Re: [DISCUSS] NFS cache storage issue on object_store

Posted by John Burwell <jb...@basho.com>.
Edison,

You have provided some great information below which helps greatly to understand the role of the "NFS cache" mechanism.  To summarize, this mechanism is only currently required for Xen snapshot operations driven by Xen's coalescing operations.  Is my understanding correct?  Just out of curiosity, is their a Xen expert on the list who can provide a high-level description of the coalescing operation -- in particular, the way it interacts with storage?  I have Googled a bit, and found very little information about it.  Has the object_store branch been tested with VMWare and KVM?  If so, what operations on these hypervisors have been tested?

In reading through the description below, my operation concerns remain regarding potential race conditions and resource exhaustion.  Also, in reading through the description, I think we should find a new name for this mechanism.  As Chip has previous mentioned, a cache implies the following characteristics:

    1. Optional: Systems can operate without caches just more slowly.  However, with this mechanism, snapshots on Xen will not function.
    2. Volatility: Caches are backed by durable, non-volitale storage.  Therefore, if the cache's data is lost, it can be rebuilt from the backing store and no data will be permanently lost from the system.  However, this mechanism contains snapshots in-transit to an object store.  If the data contained in this "cache" were lost before its transfer to the object store completed, the snapshot data would be lost.

In order to set expectations with users and better frame our design conversation, I think it would be appropriate this mechanism as a staging, scratch, or temporary area.  I also recommend removing the notion of NFS its name as NFS is initial implementation of this mechanism.  In the future, I can see a desire for local filesystem, RBD, and iSCSI implementations of it.

In terms of solving the potential race conditions and resource exhaustion issues, I don't think an LRU approach will be sufficient because the least recently used resource may be still be in use by the system.  I think we should look to a reservation model with reference counting where files are deleted when once no processes are accessing them.  The following is a (handwave-handwave) overview of the process I think would meet these requirements:

	1. Request a reservation for the maximum size of the file(s) that will be processed in the staging area.
		- If the file is already in the staging area, increase its reference count
		- If the reservation can not be fulfilled, we can either drop the process in a retry queue or reject it.

• [Provided data]
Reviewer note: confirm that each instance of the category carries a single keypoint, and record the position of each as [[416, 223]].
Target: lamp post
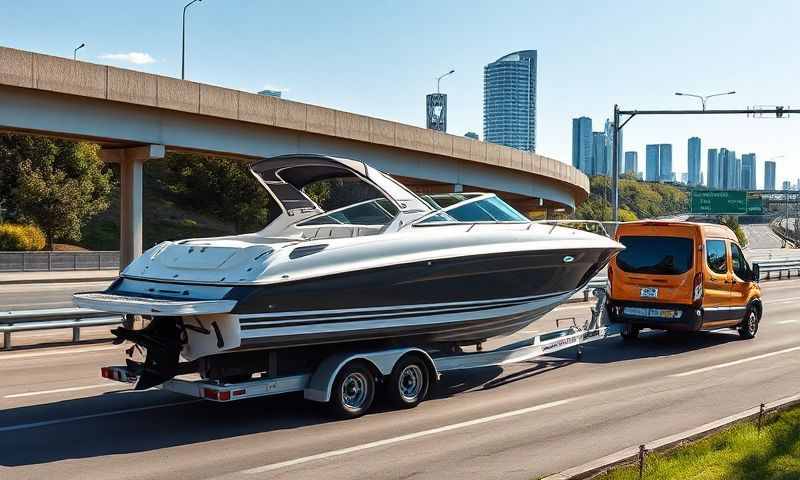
[[75, 52], [704, 98], [183, 38], [440, 77]]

• [Short task 1] What does the forum post propose in place of an LRU approach for handling race conditions and resource exhaustion?
• [Short task 2] Print everything in the forum post from "You have provided" down to "have been tested?".

• [Final result 1] A reservation model with reference counting, where files are deleted once no processes are accessing them.

• [Final result 2]
You have provided some great information below which helps greatly to understand the role of the "NFS cache" mechanism.  To summarize, this mechanism is only currently required for Xen snapshot operations driven by Xen's coalescing operations.  Is my understanding correct?  Just out of curiosity, is their a Xen expert on the list who can provide a high-level description of the coalescing operation -- in particular, the way it interacts with storage?  I have Googled a bit, and found very little information about it.  Has the object_store branch been tested with VMWare and KVM?  If so, what operations on these hypervisors have been tested?